## ASSIGNMENT
Each line of the material must reappear unchanged in the answer.

□ □ □ □ □ □ □

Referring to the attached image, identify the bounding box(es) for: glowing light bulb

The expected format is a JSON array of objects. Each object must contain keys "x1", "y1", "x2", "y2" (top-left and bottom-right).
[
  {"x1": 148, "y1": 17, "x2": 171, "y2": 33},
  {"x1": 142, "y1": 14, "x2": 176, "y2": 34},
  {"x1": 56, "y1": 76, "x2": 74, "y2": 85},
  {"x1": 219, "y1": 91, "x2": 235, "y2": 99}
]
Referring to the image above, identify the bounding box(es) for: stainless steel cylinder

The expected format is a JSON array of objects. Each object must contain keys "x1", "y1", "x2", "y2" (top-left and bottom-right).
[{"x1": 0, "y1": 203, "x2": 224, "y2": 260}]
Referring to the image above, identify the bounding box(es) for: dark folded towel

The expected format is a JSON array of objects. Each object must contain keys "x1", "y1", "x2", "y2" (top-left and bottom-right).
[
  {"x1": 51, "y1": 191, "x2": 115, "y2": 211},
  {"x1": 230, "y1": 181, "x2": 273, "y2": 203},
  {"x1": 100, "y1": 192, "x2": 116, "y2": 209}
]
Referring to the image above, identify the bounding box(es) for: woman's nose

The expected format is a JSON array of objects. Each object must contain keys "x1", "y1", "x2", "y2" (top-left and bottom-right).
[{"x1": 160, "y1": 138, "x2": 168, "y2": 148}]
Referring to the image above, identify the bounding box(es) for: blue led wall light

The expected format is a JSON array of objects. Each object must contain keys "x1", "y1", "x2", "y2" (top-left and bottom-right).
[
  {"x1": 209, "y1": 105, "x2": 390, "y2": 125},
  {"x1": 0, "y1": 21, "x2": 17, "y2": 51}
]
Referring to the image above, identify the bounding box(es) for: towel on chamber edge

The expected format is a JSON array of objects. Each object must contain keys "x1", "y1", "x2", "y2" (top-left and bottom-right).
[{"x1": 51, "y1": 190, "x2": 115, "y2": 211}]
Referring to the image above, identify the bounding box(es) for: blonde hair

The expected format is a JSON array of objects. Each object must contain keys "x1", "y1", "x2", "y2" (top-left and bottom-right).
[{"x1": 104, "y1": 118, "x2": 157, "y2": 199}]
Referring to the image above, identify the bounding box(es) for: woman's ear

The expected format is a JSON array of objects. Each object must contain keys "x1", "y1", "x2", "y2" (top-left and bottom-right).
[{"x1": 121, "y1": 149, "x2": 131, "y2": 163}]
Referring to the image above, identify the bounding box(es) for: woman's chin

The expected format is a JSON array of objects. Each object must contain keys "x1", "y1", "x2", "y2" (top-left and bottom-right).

□ □ □ □ □ □ □

## RESPONSE TO THE TASK
Referring to the attached image, identify the bounding box(es) for: glowing light bulb

The expected format is a JSON array of objects. Each object must contain keys "x1", "y1", "x2", "y2" (top-left and bottom-right).
[
  {"x1": 148, "y1": 17, "x2": 171, "y2": 33},
  {"x1": 142, "y1": 14, "x2": 176, "y2": 34},
  {"x1": 56, "y1": 76, "x2": 74, "y2": 85},
  {"x1": 219, "y1": 91, "x2": 235, "y2": 99}
]
Referring to the image above, identify the bounding box(es) for: stainless steel cylinder

The expected format is a JSON array of objects. Each object must contain keys "x1", "y1", "x2", "y2" (top-left and bottom-right).
[{"x1": 0, "y1": 203, "x2": 224, "y2": 260}]
Referring to the image above, identify the bounding box(es) for: dark folded towel

The expected format is a JSON array of objects. Each object must contain keys "x1", "y1", "x2", "y2" (top-left and bottom-right).
[
  {"x1": 51, "y1": 191, "x2": 115, "y2": 211},
  {"x1": 230, "y1": 181, "x2": 273, "y2": 203},
  {"x1": 100, "y1": 192, "x2": 116, "y2": 209}
]
Referring to the image above, identify the bounding box(es) for: woman's nose

The expected format is a JSON array of objects. Each object must contain keys "x1", "y1", "x2", "y2" (top-left and bottom-right).
[{"x1": 160, "y1": 138, "x2": 168, "y2": 148}]
Referring to the image above, identify the bounding box(es) for: blue led wall light

The expected format is a JSON array of objects. Each object must contain keys "x1", "y1", "x2", "y2" (top-left and bottom-right).
[
  {"x1": 209, "y1": 105, "x2": 390, "y2": 125},
  {"x1": 0, "y1": 21, "x2": 17, "y2": 51}
]
Referring to the image above, identify the bounding box(es) for: towel on chamber edge

The expected format is a JSON array of objects. Each object must contain keys "x1", "y1", "x2", "y2" (top-left and bottom-right).
[{"x1": 51, "y1": 190, "x2": 115, "y2": 211}]
Referring to the image above, identify the bounding box(es) for: blonde hair

The expected format is a JSON array of objects. Each object must contain keys "x1", "y1", "x2", "y2" (top-left and bottom-right).
[{"x1": 104, "y1": 118, "x2": 157, "y2": 199}]
Referring to the image above, identify the bounding box(es) for: woman's ear

The expected format is a JSON array of objects. Each object must contain keys "x1", "y1", "x2", "y2" (top-left and bottom-right).
[{"x1": 121, "y1": 149, "x2": 131, "y2": 163}]
Referring to the image above, identify the bounding box(es) for: woman's chin

The expected format is a JSON array of objects. Each object must contain keys "x1", "y1", "x2", "y2" (top-left and bottom-right).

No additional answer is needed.